**Instructions**
- A) Answer these from the flame spread passage, one line each:
(i) Which researchers pointed out discrepancies in measuring flashpoints and firepoints of alcohols versus hydrocarbons?
(ii) By about how many degrees Celsius does the value for the more volatile aviation fuels differ from the value for decane and JP-5?
(iii) At roughly what range of rates does flame spread over porous media generally occur?
- B) For each statement, say yes or no depending on whether it agrees with the flame spread passage, and quote the words that decide it.
(i) The standard flashpoint testing methods all correlate with the onset of gas phase flame spread for every fuel.
(ii) Flame spread over porous media is much faster than flame spread over the surface of relatively thick solids.
(iii) The conservative approach is to assume the released fuel ignites instantly.
- C) Duplicate the part of the flame spread passage starting at "Table 65.2 Critical" and ending at "1-pentanol test results.".

**Supplied passage**
-*-
Table 65.2 Critical temperatures (°C) for flame spread [30]

Glassman and Dryer [19] have pointed out some discrepancies in the measurement of flashpoints and firepoints of alcohols versus hydrocarbons and the relevance of flashpoints to the hazards of liquid fuels. Although each of the standard flashpoint/firepoint testing methods has its own difficulties, it is clear from the work of Glassman and Dryer that none of the standard flashpoint testing methods correlate with the onset of gas phase flame spread for all fuels. Glassman and Dryer point out major differences between alcohol and hydrocarbon flashpoints and point to the large quenching diameter for these two classes of fuels. Based on Glassman and Dryer’s observations, transition to gas phase flame spread would be expected at temperatures near the closed-cup flashpoint for alcohol fuels, as observed for the 1-pentanol test results.

However, there are differences in T _go − T _fl between jet fuels and decane. The more volatile aviation fuels are characterized by T _go − T _fl ~ 18 °C while decane and JP-5 are characterized by T _go − T _fl ~ 12 °C. This 6 °C difference may be due to the loss of light ends from the more volatile hydrocarbon mixtures and is consistent with the variations in flame spread rate with ignition time delay represented in Fig. 65.12. White et al. point out that it appears that the actual flashpoint of the JP-8 may have increased by approximately 6 °C during the discharge and ignition delay period. While this deduction seems reasonable, a more systematic study of this issue is warranted. The important consideration for hazard analyses is that multicomponent hydrocarbon fuels can incur a reduction in effective flashpoint depending on the volatility of the fuel and the time period between the fuel release and ignition. The conservative approach would be to assume instantaneous ignition of the released fuel.

Fuel-soaked beds of porous media (e.g., small beads of glass or metal) have been used in flame spread experiments to simulate a fuel spill onto a porous surface. Flame spread over porous media generally occurs at rates on the order of 1–8 cm/min, which is similar to measures of flame spread over the surface of relatively thick solids. Takeno and Hirano [40] have experimentally evaluated several parameters important to characterizing the flame spread rate over porous media soaked with fuel. Figure 65.17 represents the results from their study. Table 65.3 identifies the conditions of each experiment portrayed in Fig. 65.17.
-*-
**Records provided**
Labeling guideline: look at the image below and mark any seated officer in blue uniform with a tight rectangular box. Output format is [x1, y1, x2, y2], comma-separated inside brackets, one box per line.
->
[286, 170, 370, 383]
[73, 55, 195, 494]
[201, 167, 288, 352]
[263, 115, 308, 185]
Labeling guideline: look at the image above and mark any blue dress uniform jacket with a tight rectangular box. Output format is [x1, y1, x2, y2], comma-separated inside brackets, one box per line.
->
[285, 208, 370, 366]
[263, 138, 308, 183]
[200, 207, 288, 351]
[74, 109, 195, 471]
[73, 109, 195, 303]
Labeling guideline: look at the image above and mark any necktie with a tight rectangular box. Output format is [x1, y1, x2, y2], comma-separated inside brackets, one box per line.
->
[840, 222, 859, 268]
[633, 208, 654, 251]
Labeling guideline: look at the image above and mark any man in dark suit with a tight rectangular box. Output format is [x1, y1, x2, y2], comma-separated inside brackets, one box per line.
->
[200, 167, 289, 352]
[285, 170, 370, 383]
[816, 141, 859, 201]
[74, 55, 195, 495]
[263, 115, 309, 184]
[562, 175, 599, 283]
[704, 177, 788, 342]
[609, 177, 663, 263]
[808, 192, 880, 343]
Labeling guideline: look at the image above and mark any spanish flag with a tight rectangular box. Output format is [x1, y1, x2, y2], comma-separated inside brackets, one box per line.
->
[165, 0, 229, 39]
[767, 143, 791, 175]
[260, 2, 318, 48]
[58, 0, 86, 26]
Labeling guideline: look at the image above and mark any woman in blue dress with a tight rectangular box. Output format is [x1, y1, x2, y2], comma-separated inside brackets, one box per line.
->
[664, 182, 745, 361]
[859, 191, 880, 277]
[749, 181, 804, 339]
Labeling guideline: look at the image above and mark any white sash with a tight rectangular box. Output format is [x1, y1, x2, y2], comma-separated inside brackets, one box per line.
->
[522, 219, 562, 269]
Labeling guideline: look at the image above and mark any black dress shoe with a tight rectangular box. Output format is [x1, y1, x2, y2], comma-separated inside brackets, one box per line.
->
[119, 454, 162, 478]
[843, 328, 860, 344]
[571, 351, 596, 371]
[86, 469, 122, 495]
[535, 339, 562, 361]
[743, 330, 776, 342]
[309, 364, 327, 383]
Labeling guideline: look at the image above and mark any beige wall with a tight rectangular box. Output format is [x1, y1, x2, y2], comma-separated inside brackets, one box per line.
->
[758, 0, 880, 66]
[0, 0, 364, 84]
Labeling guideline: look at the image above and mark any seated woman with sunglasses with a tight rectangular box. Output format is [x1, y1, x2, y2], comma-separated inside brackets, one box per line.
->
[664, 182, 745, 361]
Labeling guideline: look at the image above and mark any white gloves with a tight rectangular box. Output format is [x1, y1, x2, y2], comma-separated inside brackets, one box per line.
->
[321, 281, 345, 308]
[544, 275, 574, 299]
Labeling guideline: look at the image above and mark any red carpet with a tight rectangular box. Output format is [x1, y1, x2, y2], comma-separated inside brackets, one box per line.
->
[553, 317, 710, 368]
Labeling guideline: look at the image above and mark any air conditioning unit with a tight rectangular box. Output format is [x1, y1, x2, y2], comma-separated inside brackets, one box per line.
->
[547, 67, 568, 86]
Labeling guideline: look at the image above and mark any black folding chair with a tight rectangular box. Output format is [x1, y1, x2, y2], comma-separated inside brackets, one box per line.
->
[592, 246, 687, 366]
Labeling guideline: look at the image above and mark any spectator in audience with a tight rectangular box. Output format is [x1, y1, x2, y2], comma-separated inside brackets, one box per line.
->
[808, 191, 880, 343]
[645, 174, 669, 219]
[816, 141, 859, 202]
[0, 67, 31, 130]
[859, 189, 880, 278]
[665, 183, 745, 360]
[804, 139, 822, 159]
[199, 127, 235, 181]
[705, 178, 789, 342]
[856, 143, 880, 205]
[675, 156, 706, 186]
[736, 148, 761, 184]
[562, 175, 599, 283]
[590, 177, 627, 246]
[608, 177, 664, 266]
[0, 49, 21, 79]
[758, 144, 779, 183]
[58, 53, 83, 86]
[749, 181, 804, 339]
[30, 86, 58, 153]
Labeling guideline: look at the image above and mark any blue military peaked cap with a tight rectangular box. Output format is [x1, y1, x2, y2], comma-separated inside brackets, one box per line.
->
-*-
**Responses per task**
- A)
(i) Glassman and Dryer
(ii) About 6 °C
(iii) On the order of 1–8 cm/min

- B)
(i) No: "none of the standard flashpoint testing methods correlate with the onset of gas phase flame spread for all fuels"
(ii) No: "which is similar to measures of flame spread over the surface of relatively thick solids"
(iii) Yes: "The conservative approach would be to assume instantaneous ignition of the released fuel."

- C)
Table 65.2 Critical temperatures (°C) for flame spread [30]

Glassman and Dryer [19] have pointed out some discrepancies in the measurement of flashpoints and firepoints of alcohols versus hydrocarbons and the relevance of flashpoints to the hazards of liquid fuels. Although each of the standard flashpoint/firepoint testing methods has its own difficulties, it is clear from the work of Glassman and Dryer that none of the standard flashpoint testing methods correlate with the onset of gas phase flame spread for all fuels. Glassman and Dryer point out major differences between alcohol and hydrocarbon flashpoints and point to the large quenching diameter for these two classes of fuels. Based on Glassman and Dryer’s observations, transition to gas phase flame spread would be expected at temperatures near the closed-cup flashpoint for alcohol fuels, as observed for the 1-pentanol test results.